May 29


TEXAS:

25-year-old Lucas murder case may reopen in Brownfield


A little more than 25 years ago, 17-year-old baby sitter Dianna Bryant was
killed - found with a vacuum-cleaner cord wrapped around her neck.

3 years later, serial killer Henry Lee Lucas confessed to the killing.

It was 1 of 77 murders Lucas said he committed. Later, he added to that
number.

By the time Lucas died in Huntsville's Ellis I Prison Unit in 2001, doubts
had been raised about the number of killings he said he did. After
investigators found numerous discrepancies in his claims, Lucas recanted
many of his confessions.

Officials who investigated his confessions believe Lucas did kill 3 people
- his mother, girlfriend and another woman. Lucas had been sentenced to
die by lethal injection, but then-Gov. George W. Bush stopped the
execution - his only commutation.

Now, 5 years after Lucas' death, officials in Brownfield are considering
if they should reopen Bryant's case.

"I'm going to invite the Texas Rangers, Terry County Sheriff Jerry Johnson
and Terry County Attorney Ramon Gallegos so we can get an answer whether
it is or isn't (going to be reopened)," said Roy Rice, Brownfield's police
chief.

* _Task brief_
Summarize the news item about the Lucas murder case above in two sentences.

* _Material provided_
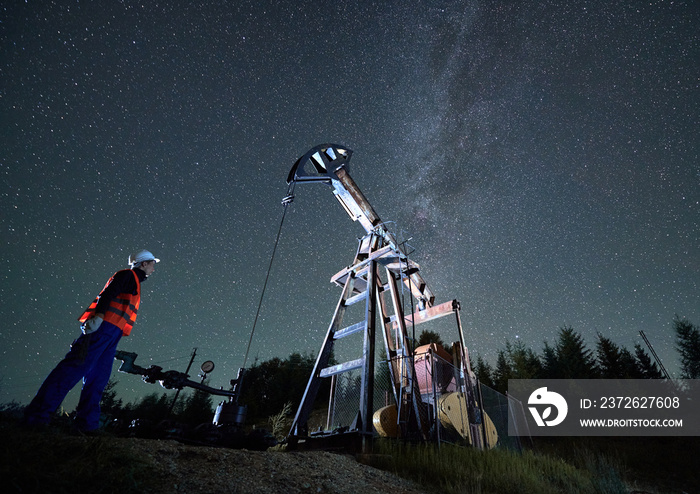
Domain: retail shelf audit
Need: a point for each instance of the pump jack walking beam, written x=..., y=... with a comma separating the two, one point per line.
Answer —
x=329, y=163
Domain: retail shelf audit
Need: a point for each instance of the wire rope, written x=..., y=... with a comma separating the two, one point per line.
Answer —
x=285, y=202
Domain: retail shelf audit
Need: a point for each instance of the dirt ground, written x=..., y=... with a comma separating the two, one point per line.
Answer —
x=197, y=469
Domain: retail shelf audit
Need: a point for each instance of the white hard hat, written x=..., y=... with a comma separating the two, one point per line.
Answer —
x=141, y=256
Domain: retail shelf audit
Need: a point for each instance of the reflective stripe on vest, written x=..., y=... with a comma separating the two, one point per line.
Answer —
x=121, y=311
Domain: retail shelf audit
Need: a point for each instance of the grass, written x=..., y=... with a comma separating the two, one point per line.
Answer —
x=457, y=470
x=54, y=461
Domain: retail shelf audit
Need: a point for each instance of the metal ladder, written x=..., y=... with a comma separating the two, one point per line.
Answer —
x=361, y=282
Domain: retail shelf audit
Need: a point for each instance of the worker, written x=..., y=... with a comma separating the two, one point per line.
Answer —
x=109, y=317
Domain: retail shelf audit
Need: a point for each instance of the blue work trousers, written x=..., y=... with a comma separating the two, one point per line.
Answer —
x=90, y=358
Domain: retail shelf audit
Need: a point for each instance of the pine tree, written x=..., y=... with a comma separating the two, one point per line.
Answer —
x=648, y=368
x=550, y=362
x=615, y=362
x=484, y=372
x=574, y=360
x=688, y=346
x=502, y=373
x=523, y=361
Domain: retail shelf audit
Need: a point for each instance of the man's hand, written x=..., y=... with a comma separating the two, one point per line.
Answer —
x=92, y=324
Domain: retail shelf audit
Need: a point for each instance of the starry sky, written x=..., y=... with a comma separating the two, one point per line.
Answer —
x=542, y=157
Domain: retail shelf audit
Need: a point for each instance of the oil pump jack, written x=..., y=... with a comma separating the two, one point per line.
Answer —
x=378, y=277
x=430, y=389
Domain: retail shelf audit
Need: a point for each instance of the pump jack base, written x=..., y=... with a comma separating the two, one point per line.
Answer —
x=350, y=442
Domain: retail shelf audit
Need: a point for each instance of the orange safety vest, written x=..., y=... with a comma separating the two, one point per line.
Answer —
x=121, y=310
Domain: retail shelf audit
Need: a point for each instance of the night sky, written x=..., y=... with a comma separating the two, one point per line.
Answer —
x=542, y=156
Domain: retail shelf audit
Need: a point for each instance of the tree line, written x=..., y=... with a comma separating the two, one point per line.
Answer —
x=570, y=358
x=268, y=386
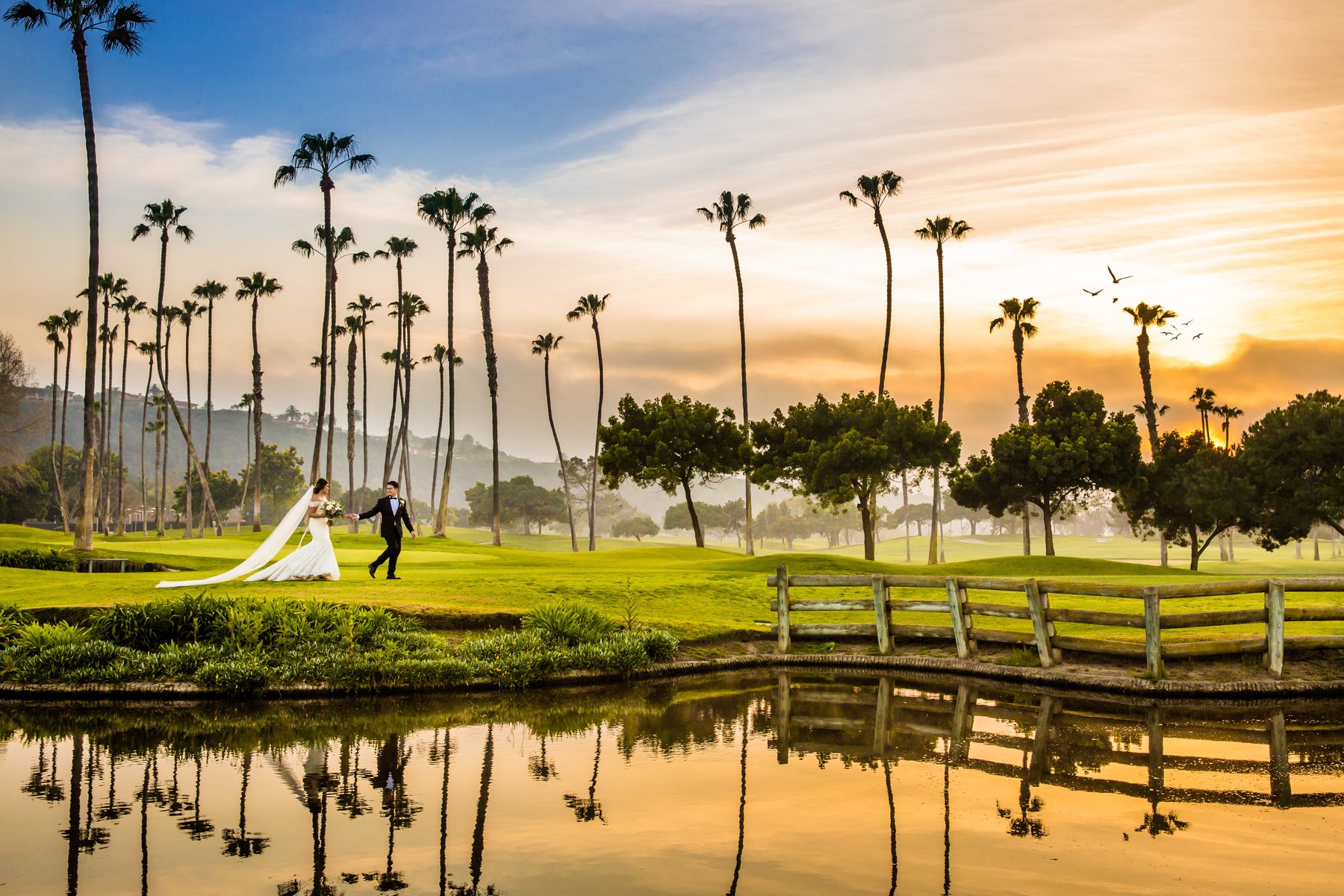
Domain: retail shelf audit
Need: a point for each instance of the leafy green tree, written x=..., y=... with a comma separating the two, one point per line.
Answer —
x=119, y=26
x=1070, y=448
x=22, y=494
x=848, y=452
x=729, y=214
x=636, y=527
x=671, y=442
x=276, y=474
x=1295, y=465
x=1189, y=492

* _Finished exercise_
Dianna Bryant, a 17-year-old baby sitter, was killed a little more than 25 years ago, and serial killer Henry Lee Lucas confessed to the killing 3 years later, though he recanted many of his confessions after investigators found numerous discrepancies in his claims. Five years after Lucas died in prison in 2001, officials in Brownfield are considering whether to reopen Bryant's case, and police chief Roy Rice plans to invite the Texas Rangers, the Terry County sheriff and the Terry County attorney to get an answer on whether it will be reopened.